EXERCISE GOAL:
Report how many lines in the records hold the string "barn"; give the number and nothing else.

THE DATA:
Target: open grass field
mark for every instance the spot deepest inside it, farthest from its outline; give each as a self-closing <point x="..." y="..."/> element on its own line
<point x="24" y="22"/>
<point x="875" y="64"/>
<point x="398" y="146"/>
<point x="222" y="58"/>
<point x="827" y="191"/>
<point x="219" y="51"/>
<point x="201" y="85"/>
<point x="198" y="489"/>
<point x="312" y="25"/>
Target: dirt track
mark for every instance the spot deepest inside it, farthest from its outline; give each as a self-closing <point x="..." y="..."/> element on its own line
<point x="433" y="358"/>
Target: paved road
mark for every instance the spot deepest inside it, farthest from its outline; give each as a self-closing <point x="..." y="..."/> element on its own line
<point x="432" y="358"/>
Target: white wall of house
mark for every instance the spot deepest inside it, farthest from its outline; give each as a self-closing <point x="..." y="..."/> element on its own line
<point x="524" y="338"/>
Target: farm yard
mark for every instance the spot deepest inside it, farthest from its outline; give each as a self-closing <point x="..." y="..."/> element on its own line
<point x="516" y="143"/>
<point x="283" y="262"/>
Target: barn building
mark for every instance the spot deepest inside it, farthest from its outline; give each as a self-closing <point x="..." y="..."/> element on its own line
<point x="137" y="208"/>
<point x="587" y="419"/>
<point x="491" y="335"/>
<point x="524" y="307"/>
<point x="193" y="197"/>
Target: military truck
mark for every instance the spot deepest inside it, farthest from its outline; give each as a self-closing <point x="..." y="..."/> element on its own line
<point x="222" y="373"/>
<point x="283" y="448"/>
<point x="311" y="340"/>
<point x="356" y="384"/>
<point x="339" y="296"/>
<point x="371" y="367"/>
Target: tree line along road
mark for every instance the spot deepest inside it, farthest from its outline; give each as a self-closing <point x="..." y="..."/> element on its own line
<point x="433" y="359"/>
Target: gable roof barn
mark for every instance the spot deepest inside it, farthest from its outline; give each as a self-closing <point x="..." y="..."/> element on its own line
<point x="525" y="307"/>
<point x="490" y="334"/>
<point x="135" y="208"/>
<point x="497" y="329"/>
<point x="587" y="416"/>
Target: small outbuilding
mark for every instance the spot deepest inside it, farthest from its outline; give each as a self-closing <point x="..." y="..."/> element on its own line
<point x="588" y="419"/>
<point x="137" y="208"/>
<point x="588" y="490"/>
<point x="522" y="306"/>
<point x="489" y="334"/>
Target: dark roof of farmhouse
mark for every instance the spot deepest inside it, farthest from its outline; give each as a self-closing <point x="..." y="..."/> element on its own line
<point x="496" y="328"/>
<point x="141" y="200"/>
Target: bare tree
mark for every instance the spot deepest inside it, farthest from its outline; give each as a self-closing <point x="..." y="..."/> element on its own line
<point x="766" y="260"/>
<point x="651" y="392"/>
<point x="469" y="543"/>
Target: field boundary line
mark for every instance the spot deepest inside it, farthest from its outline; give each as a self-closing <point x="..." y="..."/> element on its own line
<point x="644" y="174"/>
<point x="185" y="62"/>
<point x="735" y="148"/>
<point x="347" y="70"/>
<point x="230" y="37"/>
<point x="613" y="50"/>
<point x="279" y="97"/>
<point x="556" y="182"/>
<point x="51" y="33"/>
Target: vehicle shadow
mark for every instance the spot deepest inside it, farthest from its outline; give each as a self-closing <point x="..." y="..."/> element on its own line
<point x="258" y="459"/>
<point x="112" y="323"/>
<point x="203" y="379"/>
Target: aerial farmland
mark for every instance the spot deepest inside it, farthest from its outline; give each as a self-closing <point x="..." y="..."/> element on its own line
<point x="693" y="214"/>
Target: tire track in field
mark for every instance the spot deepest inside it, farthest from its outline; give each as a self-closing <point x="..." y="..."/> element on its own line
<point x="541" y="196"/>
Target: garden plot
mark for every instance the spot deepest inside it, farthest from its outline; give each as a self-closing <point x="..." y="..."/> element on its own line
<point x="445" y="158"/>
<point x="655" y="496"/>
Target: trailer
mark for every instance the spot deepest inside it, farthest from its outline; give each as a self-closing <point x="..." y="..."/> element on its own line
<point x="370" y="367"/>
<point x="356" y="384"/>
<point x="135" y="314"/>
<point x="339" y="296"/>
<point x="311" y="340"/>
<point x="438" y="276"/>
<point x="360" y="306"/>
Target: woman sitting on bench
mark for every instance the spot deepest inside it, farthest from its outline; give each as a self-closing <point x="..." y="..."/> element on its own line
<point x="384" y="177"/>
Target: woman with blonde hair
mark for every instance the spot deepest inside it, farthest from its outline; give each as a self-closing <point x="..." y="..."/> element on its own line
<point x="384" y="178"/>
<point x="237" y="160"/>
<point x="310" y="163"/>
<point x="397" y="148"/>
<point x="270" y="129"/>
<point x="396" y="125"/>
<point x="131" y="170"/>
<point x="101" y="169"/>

OUTPUT FOR THIS TASK:
2